## [Instructions to follow]
Would you print every entry below exactly as written, omitting the images?

Dataset records section start

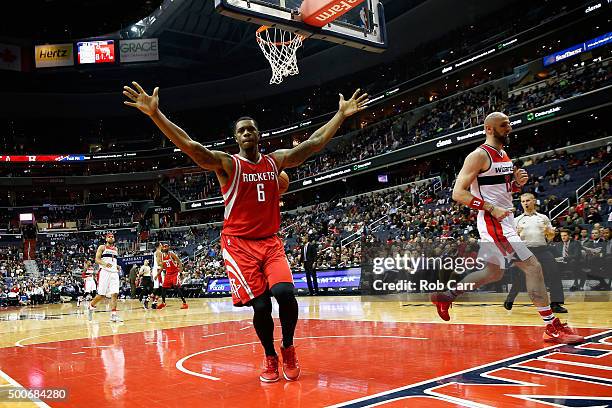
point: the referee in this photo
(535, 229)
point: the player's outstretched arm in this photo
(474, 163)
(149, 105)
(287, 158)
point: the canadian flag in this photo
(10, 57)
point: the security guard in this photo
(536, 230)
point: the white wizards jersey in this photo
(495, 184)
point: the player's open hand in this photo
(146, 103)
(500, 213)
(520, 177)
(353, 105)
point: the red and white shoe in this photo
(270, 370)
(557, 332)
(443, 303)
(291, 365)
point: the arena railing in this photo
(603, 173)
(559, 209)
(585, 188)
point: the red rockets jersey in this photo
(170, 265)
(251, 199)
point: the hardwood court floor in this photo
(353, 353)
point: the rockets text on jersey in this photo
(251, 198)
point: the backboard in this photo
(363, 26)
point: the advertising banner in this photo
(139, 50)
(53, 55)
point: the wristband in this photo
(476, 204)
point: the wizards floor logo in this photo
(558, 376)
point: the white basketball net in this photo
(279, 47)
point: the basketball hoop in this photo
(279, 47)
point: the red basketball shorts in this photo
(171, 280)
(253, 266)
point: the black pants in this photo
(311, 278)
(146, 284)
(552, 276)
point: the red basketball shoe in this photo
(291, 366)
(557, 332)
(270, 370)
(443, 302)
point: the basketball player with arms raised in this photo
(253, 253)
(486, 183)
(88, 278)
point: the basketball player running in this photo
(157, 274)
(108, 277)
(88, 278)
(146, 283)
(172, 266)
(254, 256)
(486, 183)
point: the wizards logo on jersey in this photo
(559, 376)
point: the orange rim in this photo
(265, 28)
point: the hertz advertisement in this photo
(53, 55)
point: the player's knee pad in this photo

Dataset records section end

## [Answer]
point: the referee in this photo
(535, 229)
point: the player's outstretched arm in this photo
(474, 163)
(149, 105)
(287, 158)
point: the canadian flag in this photo
(10, 57)
point: the security guard in this photo
(536, 230)
point: the white wizards jersey in this photo
(495, 184)
point: the player's open hand in this photo
(146, 103)
(500, 213)
(520, 177)
(353, 105)
point: the red and white shoe in this photo
(270, 370)
(557, 332)
(443, 303)
(291, 365)
point: the arena railing in this photo
(603, 173)
(559, 209)
(585, 188)
point: the red rockets jersey in this photo
(170, 265)
(251, 199)
point: the hardwood court floor in this photo
(353, 353)
point: the rockets text on jersey in this photo
(251, 198)
point: the backboard in this photo
(363, 26)
point: the advertising banner in this photo
(139, 50)
(53, 55)
point: the wristband in this photo
(476, 204)
point: the wizards floor logo in this photo
(558, 376)
point: the white basketball net in this photo
(279, 47)
point: the basketball hoop in this photo
(279, 47)
point: the red basketball shorts in this photo
(171, 280)
(253, 266)
point: the black pants in this photo
(311, 278)
(146, 284)
(552, 276)
point: the red basketball shoe in this photo
(291, 366)
(557, 332)
(270, 370)
(443, 302)
point: the basketball player with arms raised in this photo
(253, 253)
(486, 183)
(88, 278)
point: the basketball player running in this photo
(157, 274)
(108, 277)
(88, 278)
(146, 283)
(172, 266)
(254, 256)
(486, 183)
point: the wizards logo on jersey in this photo
(559, 376)
point: the orange rim in this photo
(265, 28)
point: the hertz advertisement in this photo
(53, 55)
point: the player's knee pad in this photo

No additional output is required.